-- Task instructions --
Please filter the data below down to the lines holding the string "forest".

Supplied entries: Begin

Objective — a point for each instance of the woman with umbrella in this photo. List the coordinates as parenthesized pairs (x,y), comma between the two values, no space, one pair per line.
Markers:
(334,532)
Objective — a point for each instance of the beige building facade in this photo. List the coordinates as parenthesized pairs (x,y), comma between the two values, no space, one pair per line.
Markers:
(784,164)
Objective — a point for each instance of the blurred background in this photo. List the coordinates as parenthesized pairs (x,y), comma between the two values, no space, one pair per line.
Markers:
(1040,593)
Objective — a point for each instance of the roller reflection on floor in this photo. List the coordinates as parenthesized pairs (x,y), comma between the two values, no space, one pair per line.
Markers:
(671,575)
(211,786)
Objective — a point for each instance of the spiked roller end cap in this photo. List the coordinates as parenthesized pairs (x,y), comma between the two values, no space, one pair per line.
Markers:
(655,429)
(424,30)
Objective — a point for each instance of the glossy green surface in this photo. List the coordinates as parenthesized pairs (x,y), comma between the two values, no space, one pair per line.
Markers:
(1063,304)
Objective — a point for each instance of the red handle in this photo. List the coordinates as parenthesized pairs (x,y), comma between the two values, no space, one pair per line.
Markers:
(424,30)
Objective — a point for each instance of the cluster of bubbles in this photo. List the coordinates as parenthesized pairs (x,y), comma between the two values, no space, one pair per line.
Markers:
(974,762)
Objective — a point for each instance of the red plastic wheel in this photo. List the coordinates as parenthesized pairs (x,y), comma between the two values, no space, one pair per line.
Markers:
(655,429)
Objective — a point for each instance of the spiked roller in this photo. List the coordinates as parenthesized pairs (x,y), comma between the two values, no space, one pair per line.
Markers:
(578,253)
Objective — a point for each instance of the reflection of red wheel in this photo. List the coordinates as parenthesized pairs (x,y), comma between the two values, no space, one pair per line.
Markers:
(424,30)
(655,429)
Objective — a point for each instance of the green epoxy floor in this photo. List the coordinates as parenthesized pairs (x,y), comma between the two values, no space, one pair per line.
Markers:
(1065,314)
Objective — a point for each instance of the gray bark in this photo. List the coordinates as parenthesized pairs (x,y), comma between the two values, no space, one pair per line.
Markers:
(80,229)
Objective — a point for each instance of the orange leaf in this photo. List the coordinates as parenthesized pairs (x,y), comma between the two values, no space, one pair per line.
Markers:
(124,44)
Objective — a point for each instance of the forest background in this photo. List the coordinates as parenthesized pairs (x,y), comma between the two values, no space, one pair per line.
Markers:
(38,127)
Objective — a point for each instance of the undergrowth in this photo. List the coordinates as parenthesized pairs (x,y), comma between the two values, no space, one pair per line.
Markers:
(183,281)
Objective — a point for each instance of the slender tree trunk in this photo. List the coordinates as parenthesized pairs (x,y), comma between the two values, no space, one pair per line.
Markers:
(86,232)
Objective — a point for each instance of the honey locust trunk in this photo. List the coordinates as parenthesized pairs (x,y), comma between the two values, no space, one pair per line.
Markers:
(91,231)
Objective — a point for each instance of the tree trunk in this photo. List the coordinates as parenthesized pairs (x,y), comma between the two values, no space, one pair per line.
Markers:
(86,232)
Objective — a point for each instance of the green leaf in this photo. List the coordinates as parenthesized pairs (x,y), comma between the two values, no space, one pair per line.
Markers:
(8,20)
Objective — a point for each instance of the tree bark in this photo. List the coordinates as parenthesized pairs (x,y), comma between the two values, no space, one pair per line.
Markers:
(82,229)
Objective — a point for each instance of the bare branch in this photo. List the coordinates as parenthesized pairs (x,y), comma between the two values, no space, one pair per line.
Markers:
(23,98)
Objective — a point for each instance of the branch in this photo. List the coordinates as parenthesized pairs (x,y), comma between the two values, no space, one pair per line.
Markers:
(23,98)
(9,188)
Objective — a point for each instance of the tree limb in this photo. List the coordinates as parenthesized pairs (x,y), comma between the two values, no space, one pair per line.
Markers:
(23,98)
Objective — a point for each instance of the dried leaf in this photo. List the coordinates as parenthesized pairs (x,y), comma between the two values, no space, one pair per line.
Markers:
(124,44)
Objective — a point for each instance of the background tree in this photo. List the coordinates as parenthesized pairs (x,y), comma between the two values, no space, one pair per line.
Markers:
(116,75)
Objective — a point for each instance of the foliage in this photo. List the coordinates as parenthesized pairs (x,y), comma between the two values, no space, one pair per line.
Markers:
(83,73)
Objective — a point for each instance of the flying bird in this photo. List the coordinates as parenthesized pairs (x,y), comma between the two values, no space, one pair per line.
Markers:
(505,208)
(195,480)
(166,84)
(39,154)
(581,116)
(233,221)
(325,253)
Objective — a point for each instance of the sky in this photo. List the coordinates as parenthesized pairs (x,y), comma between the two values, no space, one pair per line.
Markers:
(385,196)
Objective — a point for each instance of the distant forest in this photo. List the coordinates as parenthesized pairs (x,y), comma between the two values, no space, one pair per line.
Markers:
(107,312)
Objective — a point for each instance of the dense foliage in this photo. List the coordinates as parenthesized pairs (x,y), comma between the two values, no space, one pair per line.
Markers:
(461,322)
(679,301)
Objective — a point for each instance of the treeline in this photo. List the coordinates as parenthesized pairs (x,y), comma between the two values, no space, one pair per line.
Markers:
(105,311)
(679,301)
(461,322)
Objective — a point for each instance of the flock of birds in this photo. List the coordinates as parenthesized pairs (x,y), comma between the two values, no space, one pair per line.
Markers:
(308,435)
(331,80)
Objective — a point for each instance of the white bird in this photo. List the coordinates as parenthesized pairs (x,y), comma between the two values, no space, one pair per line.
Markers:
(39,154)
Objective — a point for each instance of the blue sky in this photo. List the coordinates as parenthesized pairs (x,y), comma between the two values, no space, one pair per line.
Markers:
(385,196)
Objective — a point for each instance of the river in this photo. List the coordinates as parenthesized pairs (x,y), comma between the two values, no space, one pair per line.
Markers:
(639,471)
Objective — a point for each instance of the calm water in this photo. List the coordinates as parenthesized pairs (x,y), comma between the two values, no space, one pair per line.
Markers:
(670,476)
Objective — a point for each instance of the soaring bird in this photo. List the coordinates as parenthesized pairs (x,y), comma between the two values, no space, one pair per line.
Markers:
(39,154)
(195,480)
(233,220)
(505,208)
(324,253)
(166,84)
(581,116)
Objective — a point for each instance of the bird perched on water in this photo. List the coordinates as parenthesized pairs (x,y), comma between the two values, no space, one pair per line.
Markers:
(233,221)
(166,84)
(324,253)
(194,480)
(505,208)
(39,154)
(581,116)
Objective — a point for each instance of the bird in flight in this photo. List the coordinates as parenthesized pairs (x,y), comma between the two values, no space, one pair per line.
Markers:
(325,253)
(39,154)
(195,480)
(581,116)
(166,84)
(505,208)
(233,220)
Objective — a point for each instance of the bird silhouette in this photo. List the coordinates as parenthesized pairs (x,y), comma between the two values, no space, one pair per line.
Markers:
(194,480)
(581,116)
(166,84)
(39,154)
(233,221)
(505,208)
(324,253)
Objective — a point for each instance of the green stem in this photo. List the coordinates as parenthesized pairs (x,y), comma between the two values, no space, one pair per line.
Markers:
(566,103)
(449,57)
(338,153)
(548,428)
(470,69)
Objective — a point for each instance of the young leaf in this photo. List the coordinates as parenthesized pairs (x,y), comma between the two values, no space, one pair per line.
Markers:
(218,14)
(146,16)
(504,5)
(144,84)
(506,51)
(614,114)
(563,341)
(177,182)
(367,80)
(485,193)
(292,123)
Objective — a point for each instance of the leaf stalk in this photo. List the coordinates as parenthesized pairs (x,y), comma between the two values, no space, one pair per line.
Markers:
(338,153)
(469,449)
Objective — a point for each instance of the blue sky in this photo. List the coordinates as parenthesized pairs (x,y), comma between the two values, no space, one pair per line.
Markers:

Supplied entries: End

-- Result --
Objective — a point for each instance of the forest background in this photo. List the coordinates as parenthesized pairs (x,y), comma between the two values, no space, one pair per line.
Objective — a point for each instance of the distant forest in this photo. List the coordinates as parenthesized pairs (x,y), comma between the two values, no space, one pair per line.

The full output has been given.